- Items -
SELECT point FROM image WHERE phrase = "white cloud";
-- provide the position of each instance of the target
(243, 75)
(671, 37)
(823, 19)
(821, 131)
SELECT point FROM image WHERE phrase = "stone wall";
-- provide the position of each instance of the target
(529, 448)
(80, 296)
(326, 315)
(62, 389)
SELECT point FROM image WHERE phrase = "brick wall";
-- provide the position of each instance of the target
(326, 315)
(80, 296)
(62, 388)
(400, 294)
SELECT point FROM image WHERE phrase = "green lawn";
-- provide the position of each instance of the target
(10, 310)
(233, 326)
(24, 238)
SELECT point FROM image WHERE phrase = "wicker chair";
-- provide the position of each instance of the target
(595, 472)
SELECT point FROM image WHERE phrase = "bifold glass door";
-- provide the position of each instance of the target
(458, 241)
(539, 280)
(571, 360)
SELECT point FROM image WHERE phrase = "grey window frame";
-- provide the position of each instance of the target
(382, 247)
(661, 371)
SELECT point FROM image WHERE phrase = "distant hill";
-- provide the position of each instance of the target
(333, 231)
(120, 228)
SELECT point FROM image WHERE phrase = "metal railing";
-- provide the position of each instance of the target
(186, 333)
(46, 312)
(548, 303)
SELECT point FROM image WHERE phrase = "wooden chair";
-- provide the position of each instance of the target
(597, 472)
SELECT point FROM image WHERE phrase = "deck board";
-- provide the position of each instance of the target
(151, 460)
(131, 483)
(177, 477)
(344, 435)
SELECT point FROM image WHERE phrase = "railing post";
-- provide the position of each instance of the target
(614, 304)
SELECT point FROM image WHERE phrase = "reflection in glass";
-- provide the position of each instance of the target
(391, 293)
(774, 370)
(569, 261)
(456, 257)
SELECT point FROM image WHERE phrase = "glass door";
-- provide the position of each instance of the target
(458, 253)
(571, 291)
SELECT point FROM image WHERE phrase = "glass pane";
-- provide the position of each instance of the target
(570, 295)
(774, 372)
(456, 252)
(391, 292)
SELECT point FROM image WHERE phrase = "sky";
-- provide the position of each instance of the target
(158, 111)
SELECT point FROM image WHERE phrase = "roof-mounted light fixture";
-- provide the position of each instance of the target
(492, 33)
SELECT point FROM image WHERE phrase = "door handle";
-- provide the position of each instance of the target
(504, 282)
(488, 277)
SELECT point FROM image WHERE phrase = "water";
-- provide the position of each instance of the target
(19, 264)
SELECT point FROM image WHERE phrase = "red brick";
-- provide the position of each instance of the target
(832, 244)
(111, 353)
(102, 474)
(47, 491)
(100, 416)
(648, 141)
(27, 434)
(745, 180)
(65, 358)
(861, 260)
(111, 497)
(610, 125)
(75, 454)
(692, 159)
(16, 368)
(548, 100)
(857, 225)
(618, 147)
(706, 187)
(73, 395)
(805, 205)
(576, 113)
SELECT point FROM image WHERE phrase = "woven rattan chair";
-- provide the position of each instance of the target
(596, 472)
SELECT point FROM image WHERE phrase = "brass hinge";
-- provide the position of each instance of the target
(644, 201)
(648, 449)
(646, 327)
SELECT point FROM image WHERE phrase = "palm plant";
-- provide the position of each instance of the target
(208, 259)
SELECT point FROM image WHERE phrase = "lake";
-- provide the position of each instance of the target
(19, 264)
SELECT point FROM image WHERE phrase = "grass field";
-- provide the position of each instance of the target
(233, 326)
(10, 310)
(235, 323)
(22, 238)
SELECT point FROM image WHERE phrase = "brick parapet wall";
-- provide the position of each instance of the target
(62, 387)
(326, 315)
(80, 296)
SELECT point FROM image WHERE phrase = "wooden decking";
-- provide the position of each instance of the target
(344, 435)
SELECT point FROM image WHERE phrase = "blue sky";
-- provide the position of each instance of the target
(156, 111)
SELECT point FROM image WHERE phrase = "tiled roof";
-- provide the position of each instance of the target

- Written task -
Take the listing above and set it down exactly.

- Exercise response -
SELECT point FROM image WHERE phrase = "white cloud";
-- provide the position of each instance of the target
(243, 75)
(671, 37)
(823, 19)
(821, 131)
SELECT point FROM image WHERE phrase = "stone wall";
-- provide the position of each instance of the target
(529, 448)
(80, 296)
(326, 315)
(62, 389)
SELECT point FROM image WHERE phrase = "brick wall";
-- provide the position of each instance of the target
(326, 315)
(80, 296)
(62, 388)
(400, 294)
SELECT point FROM image WHERE phrase = "green lawn";
-- provide the position of each instance of the target
(10, 310)
(233, 326)
(24, 238)
SELECT point FROM image WHERE phrase = "wicker chair";
-- provide the position of each instance of the target
(595, 472)
SELECT point FROM image WHERE phrase = "bifold glass door";
-- provide the position of each instance of the target
(458, 241)
(539, 280)
(571, 360)
SELECT point FROM image WHERE phrase = "grey window frame";
-- provide the position of each instance of the target
(382, 247)
(661, 371)
SELECT point FROM image WHERE phrase = "distant hill";
-- provide the position of each instance of the target
(333, 231)
(120, 228)
SELECT point FROM image WHERE phrase = "metal railing";
-- provide the position of each instance of the target
(186, 333)
(46, 312)
(548, 303)
SELECT point FROM image WHERE phrase = "wooden chair";
-- provide the position of each instance of the target
(597, 472)
SELECT point FROM image WHERE phrase = "deck board";
-- provide the position of each instance of the target
(151, 460)
(131, 483)
(177, 477)
(344, 435)
SELECT point FROM image WHERE phrase = "railing post";
-- provide the position of each instance of the target
(614, 304)
SELECT point FROM image WHERE phrase = "reflection in glass";
-- provide the position of each instance of the target
(391, 293)
(774, 370)
(569, 261)
(456, 257)
SELECT point FROM image WHERE phrase = "glass door";
-- provide the position of each instance of the target
(458, 253)
(571, 291)
SELECT point FROM image WHERE phrase = "glass pane";
-- provide the position of each instance of the target
(570, 295)
(774, 372)
(456, 252)
(391, 292)
SELECT point FROM image WHERE phrase = "sky";
-- provide the position of each instance of the target
(158, 111)
SELECT point FROM image WHERE phrase = "roof-mounted light fixture";
-- provide the position of each instance of the target
(492, 33)
SELECT point FROM image WHERE phrase = "door handle";
-- provide the position of each instance of the target
(504, 282)
(488, 277)
SELECT point FROM image WHERE phrase = "water";
-- provide the position of each instance of the target
(19, 264)
SELECT point FROM image WHERE phrase = "red brick";
-- provide the position of each instance of the target
(832, 244)
(111, 353)
(102, 474)
(47, 491)
(100, 416)
(648, 141)
(27, 434)
(745, 180)
(65, 358)
(861, 260)
(111, 497)
(610, 125)
(75, 454)
(692, 159)
(16, 368)
(548, 100)
(857, 225)
(618, 147)
(706, 187)
(73, 395)
(805, 205)
(576, 113)
SELECT point FROM image WHERE phrase = "woven rattan chair";
-- provide the position of each instance of the target
(596, 472)
SELECT point FROM image WHERE phrase = "brass hinge";
-- provide the position of each instance of the target
(644, 201)
(648, 449)
(646, 327)
SELECT point FROM image WHERE phrase = "palm plant";
-- provide the position of each instance of the target
(208, 259)
SELECT point FROM image WHERE phrase = "lake";
-- provide the position of each instance of the target
(19, 264)
SELECT point FROM image WHERE phrase = "grass field";
-- provide the position of each instance of the target
(233, 326)
(10, 310)
(235, 323)
(22, 238)
SELECT point FROM image WHERE phrase = "brick parapet wall";
-- provide the position of each instance of the target
(62, 387)
(326, 315)
(80, 296)
SELECT point FROM image WHERE phrase = "wooden decking";
-- provide the position of each instance of the target
(344, 435)
SELECT point FROM image WHERE phrase = "blue sky";
-- provide the position of each instance of the target
(156, 111)
SELECT point FROM image WHERE phrase = "tiled roof";
-- provide the position of each instance of the target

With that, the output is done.